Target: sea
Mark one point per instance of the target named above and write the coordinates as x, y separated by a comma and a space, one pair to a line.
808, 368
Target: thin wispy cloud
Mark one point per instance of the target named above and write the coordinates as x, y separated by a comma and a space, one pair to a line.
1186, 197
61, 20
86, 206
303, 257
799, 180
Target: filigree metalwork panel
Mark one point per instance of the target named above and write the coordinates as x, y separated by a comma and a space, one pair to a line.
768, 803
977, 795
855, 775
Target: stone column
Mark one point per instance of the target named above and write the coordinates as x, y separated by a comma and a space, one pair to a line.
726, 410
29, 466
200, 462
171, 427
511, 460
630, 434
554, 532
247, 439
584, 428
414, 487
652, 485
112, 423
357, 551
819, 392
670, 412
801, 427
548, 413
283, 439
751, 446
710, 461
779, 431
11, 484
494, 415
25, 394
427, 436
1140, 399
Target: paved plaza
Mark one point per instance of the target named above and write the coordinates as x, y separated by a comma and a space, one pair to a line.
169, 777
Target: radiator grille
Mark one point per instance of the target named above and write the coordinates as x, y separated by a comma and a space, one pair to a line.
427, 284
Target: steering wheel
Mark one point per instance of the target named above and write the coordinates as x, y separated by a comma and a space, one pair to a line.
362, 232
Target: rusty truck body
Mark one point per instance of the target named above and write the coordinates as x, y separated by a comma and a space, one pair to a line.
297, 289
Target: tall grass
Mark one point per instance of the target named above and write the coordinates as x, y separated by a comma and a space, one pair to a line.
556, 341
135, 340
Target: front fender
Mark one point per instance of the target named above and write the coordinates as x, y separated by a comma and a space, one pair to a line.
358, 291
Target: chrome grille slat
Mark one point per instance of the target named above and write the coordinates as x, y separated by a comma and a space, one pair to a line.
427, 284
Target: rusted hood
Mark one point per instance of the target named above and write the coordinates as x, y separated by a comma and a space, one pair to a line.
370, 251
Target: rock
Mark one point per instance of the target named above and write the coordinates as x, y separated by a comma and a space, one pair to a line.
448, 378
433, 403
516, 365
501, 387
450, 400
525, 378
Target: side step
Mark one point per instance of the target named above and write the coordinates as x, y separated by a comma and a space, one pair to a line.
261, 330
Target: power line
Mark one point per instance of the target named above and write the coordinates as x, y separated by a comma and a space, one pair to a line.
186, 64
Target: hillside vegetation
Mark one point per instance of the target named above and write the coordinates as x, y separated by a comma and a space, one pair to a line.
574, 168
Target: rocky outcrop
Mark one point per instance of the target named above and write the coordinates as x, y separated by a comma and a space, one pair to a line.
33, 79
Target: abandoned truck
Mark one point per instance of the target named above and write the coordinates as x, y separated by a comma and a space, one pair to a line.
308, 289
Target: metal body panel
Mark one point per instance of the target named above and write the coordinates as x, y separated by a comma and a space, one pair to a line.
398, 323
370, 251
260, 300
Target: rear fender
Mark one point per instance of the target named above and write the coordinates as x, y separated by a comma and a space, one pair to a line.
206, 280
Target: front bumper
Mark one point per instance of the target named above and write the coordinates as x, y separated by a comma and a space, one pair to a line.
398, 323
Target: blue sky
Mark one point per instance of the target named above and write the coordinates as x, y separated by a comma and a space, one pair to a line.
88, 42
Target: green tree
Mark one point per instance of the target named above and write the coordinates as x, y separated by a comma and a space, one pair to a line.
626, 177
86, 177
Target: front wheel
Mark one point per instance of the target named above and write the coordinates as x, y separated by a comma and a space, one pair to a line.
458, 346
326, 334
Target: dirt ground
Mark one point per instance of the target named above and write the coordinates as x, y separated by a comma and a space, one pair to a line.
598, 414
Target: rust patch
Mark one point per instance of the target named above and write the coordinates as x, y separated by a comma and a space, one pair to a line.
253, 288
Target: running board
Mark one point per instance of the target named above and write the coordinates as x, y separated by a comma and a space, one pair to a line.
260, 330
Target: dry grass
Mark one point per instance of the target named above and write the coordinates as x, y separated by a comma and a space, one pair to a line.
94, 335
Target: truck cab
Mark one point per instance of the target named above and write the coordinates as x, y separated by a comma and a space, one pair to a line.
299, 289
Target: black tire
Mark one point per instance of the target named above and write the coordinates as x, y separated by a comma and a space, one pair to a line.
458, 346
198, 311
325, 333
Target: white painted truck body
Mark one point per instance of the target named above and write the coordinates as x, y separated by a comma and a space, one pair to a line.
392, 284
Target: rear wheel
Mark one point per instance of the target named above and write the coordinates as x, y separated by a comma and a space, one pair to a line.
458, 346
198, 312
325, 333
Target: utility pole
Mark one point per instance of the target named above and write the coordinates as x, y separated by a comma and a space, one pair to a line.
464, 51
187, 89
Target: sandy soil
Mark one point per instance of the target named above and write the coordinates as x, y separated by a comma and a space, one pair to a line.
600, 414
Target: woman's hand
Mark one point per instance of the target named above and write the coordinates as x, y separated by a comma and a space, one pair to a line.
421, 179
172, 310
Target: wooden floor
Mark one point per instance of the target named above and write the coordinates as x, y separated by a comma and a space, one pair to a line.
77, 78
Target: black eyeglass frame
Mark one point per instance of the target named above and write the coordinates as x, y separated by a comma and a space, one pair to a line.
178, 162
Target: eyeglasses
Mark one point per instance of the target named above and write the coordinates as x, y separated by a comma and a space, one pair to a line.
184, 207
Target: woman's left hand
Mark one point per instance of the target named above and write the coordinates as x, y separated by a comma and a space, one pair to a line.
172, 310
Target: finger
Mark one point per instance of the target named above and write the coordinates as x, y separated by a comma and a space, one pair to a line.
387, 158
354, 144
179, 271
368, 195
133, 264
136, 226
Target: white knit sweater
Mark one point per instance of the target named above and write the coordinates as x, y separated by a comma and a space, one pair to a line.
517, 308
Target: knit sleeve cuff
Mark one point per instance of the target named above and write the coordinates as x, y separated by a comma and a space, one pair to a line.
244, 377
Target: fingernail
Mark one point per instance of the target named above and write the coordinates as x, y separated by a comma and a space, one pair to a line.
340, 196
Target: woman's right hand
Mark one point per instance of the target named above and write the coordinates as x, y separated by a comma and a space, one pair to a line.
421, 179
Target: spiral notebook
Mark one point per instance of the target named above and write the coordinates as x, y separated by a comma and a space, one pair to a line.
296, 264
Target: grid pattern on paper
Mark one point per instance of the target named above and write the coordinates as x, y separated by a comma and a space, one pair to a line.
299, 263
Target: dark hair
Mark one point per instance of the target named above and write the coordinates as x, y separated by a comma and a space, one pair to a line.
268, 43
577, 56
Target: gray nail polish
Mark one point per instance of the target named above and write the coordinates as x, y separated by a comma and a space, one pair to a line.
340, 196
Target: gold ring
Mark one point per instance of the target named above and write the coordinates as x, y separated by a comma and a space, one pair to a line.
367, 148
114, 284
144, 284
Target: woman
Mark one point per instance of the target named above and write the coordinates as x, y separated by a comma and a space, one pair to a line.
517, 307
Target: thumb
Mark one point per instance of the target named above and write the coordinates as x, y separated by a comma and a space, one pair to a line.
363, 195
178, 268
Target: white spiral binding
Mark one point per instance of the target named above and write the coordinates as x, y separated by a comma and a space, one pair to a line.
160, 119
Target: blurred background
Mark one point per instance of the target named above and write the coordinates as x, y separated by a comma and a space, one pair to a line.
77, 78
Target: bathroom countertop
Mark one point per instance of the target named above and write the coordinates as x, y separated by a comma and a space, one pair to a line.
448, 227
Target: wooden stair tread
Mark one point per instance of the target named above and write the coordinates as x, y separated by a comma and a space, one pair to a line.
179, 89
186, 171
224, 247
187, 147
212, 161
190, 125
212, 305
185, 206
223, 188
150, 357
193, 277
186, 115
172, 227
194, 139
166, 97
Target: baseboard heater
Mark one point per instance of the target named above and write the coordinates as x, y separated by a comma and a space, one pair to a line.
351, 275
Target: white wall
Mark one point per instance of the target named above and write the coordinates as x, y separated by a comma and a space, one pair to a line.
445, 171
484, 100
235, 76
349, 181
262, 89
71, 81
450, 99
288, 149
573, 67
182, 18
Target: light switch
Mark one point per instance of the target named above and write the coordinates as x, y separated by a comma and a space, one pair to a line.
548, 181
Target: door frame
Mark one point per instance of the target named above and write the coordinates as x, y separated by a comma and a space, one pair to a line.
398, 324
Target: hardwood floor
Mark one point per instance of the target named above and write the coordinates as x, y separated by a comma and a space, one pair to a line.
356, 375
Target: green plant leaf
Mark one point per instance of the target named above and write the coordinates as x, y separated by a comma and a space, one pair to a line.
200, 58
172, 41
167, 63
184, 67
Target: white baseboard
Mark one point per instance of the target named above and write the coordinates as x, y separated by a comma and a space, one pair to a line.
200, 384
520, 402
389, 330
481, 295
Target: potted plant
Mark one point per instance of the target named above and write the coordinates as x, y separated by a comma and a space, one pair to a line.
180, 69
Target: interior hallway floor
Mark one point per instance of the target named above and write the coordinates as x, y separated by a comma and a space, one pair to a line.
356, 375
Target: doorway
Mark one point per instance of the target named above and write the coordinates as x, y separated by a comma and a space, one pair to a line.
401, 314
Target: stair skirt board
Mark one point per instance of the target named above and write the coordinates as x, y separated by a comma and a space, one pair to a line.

--

* What you will do
Go through the material and copy each line in which the word "stair" occurs.

* Exercise answer
Target: wooden stair tread
Target: stair skirt board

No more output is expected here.